* **Task goal**
Exactly reproduce each entry, leaving out nothing.

* **Supplied information**

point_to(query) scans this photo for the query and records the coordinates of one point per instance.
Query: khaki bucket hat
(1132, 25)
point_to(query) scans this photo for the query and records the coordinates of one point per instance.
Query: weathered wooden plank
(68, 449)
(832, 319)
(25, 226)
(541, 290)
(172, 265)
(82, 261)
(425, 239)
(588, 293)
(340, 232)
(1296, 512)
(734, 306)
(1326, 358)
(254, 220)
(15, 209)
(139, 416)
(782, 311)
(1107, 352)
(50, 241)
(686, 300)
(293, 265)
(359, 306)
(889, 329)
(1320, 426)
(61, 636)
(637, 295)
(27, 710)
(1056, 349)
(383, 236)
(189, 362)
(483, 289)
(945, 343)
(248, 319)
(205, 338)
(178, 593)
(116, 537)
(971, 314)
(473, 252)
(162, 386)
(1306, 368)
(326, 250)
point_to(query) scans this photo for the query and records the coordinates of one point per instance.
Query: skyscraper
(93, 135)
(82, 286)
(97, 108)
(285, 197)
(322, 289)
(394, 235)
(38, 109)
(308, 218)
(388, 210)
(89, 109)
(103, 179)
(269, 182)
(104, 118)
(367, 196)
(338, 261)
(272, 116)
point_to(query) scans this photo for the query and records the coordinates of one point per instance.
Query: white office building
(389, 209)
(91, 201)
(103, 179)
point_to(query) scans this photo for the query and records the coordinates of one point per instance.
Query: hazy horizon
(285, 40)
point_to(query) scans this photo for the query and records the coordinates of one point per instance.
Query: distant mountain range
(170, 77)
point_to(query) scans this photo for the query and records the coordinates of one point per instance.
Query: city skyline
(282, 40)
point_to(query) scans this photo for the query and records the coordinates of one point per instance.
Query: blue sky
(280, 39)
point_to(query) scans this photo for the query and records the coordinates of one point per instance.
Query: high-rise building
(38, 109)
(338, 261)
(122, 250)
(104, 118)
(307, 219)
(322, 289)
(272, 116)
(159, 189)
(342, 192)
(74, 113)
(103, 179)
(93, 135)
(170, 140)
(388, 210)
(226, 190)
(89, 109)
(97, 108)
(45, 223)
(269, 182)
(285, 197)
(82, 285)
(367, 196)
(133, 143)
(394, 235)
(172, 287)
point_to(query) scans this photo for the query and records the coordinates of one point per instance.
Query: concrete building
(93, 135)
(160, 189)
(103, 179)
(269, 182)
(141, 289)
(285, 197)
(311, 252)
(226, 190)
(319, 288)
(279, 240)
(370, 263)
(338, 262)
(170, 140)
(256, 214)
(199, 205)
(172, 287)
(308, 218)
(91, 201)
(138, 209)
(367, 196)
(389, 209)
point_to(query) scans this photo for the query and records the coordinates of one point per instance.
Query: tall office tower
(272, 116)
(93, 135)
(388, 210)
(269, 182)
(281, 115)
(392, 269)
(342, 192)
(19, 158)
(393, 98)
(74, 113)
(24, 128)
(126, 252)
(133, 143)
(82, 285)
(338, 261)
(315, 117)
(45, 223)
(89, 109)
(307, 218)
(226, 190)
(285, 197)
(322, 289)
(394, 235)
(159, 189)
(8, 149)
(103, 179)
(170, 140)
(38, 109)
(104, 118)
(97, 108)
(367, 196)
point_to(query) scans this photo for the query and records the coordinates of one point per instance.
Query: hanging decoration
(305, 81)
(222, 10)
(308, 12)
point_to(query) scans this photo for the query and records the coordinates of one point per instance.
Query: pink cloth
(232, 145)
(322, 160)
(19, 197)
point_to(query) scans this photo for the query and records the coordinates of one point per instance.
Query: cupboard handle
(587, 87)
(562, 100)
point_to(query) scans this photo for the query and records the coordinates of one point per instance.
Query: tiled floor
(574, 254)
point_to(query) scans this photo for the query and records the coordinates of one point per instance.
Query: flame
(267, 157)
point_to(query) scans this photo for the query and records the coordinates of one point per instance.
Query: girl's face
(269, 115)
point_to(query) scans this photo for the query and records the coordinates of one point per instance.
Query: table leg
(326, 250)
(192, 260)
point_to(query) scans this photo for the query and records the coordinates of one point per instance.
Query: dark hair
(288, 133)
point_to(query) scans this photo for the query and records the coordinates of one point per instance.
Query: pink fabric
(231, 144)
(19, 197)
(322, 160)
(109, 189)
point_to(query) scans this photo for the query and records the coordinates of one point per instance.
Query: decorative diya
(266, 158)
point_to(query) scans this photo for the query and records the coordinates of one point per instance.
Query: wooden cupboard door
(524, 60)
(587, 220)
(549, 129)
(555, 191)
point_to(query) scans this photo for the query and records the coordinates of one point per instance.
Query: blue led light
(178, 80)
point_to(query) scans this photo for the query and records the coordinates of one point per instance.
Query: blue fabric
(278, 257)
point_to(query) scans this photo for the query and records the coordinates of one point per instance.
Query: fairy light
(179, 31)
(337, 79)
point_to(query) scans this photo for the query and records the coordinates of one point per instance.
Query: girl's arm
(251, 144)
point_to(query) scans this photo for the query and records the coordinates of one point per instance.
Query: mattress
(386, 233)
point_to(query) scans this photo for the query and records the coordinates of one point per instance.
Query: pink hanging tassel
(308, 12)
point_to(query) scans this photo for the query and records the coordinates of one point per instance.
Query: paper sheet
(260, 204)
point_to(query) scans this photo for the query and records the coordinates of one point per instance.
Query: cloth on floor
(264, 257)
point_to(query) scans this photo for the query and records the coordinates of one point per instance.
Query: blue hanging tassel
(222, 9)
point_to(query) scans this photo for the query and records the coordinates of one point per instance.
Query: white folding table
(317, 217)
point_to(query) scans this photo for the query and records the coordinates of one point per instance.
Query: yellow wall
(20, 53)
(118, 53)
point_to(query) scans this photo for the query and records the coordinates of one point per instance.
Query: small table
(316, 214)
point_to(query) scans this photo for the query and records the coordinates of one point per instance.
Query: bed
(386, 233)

* **Written answer**
point_to(query) scans this photo for the query and records the coordinates of one point per instance.
Query: khaki bucket hat
(1132, 25)
point_to(query) scans this photo for the query and records the coordinates of one point per instance.
Query: weathered wooden plank
(68, 449)
(832, 319)
(25, 226)
(541, 290)
(172, 265)
(82, 261)
(425, 239)
(588, 293)
(340, 232)
(1296, 512)
(734, 306)
(1326, 358)
(254, 220)
(15, 209)
(139, 416)
(782, 311)
(1107, 352)
(50, 241)
(686, 300)
(293, 265)
(359, 306)
(889, 329)
(1320, 426)
(61, 636)
(637, 295)
(27, 710)
(1056, 349)
(383, 236)
(189, 362)
(483, 289)
(945, 343)
(248, 319)
(205, 338)
(178, 593)
(116, 537)
(971, 314)
(473, 252)
(162, 386)
(1306, 368)
(326, 250)
point_to(query) scans this photo for the query and records the coordinates of one point per instance.
Query: skyscraper
(93, 135)
(82, 286)
(97, 108)
(285, 197)
(322, 289)
(394, 235)
(38, 109)
(308, 218)
(388, 210)
(89, 109)
(103, 179)
(269, 182)
(104, 118)
(367, 196)
(338, 261)
(272, 116)
point_to(query) scans this photo for the query and records the coordinates of one point per instance.
Query: white office building
(389, 209)
(91, 201)
(103, 179)
point_to(query) scans this photo for the query and records the coordinates of one point per instance.
Query: hazy horizon
(285, 40)
point_to(query) scans this photo for the query and records the coordinates of one point per instance.
Query: distant mountain range
(170, 77)
point_to(query) scans this photo for the query and records the coordinates of one point per instance.
Query: city skyline
(282, 40)
point_to(query) scans this photo for the query and records the coordinates of one point per instance.
Query: blue sky
(280, 39)
point_to(query) scans this photo for the query and records the coordinates of one point per instance.
Query: high-rise building
(38, 109)
(338, 261)
(122, 250)
(104, 118)
(307, 219)
(322, 289)
(272, 116)
(159, 189)
(342, 192)
(74, 113)
(103, 179)
(93, 135)
(170, 140)
(388, 210)
(226, 190)
(89, 109)
(97, 108)
(45, 223)
(269, 182)
(285, 197)
(82, 285)
(367, 196)
(133, 143)
(394, 235)
(172, 287)
point_to(query) scans this photo for the query and records the coordinates of one point per instance.
Query: concrete building
(93, 135)
(160, 189)
(103, 179)
(269, 182)
(141, 289)
(285, 197)
(311, 252)
(226, 190)
(319, 288)
(279, 240)
(370, 263)
(338, 262)
(170, 140)
(256, 214)
(199, 205)
(172, 287)
(308, 218)
(91, 201)
(138, 209)
(367, 196)
(389, 209)
point_to(query) scans this photo for the query and records the coordinates of one point per instance.
Query: tall office tower
(272, 116)
(93, 135)
(388, 210)
(269, 182)
(281, 115)
(392, 269)
(342, 192)
(19, 158)
(393, 98)
(74, 113)
(24, 128)
(126, 252)
(133, 143)
(82, 285)
(338, 261)
(315, 117)
(45, 223)
(89, 109)
(307, 218)
(226, 190)
(285, 197)
(322, 289)
(394, 235)
(159, 189)
(8, 149)
(103, 179)
(170, 140)
(38, 109)
(104, 118)
(97, 108)
(367, 196)
point_to(query) scans this photo for the query and records the coordinates of one point per instance.
Query: hanging decoration
(305, 81)
(222, 10)
(308, 12)
point_to(query) scans this photo for the query and records the coordinates of one point per instance.
Query: pink cloth
(232, 145)
(322, 160)
(19, 197)
point_to(query) scans this photo for the query and records the coordinates of one point per instance.
Query: cupboard handle
(587, 87)
(562, 100)
point_to(query) scans this photo for the query and records the coordinates of one point per instance.
Query: tiled floor
(574, 254)
point_to(query) scans this photo for the query and records the coordinates of one point per instance.
Query: flame
(267, 157)
point_to(query) scans this photo for the query and records the coordinates of one point per instance.
Query: girl's face
(269, 115)
point_to(query) scans this photo for the query and records the coordinates of one point per instance.
Query: table leg
(326, 250)
(192, 260)
point_to(query) scans this photo for the query and records the coordinates of one point per instance.
Query: dark hair
(288, 133)
point_to(query) scans this photo for the query and records the coordinates of one point per instance.
Query: pink fabric
(231, 144)
(19, 197)
(322, 160)
(109, 189)
point_to(query) scans this photo for the query and records the coordinates of one point per instance.
Query: decorative diya
(266, 158)
point_to(query) scans this photo for the query and records the coordinates of one point per instance.
Query: wooden cupboard door
(524, 60)
(587, 220)
(549, 129)
(555, 191)
point_to(query) scans this photo for the query and records the coordinates of one point per instance.
Query: blue led light
(178, 80)
point_to(query) scans this photo for the query and records the coordinates of one point per instance.
Query: blue fabric
(278, 257)
point_to(query) scans this photo for the query and records the coordinates of one point per instance.
Query: fairy light
(179, 31)
(337, 79)
point_to(query) scans this photo for the query and records the coordinates of one point per instance.
Query: girl's arm
(251, 144)
point_to(query) scans this photo for the query and records the coordinates of one point per instance.
Query: mattress
(386, 233)
point_to(query) scans this photo for the query and records the coordinates of one point per instance.
Query: pink hanging tassel
(308, 12)
point_to(query) scans this photo for the query and records the coordinates of one point per instance.
Query: paper sheet
(260, 204)
point_to(query) scans this photo for the query and records the coordinates of one point per instance.
Query: cloth on floor
(264, 257)
point_to(query) scans this photo for the query and records the coordinates of one point per instance.
Query: blue hanging tassel
(222, 9)
point_to(query) scans this photo for the query and records the coordinates of one point per instance.
Query: white folding table
(317, 217)
point_to(query) scans this photo for the query and records the coordinates of one point per instance.
Query: yellow wall
(20, 53)
(118, 53)
point_to(query) scans this photo for the query and records the coordinates of one point per instance.
Query: small table
(316, 214)
point_to(query) scans this photo for the query and records the coordinates of one point per instance.
Query: bed
(386, 233)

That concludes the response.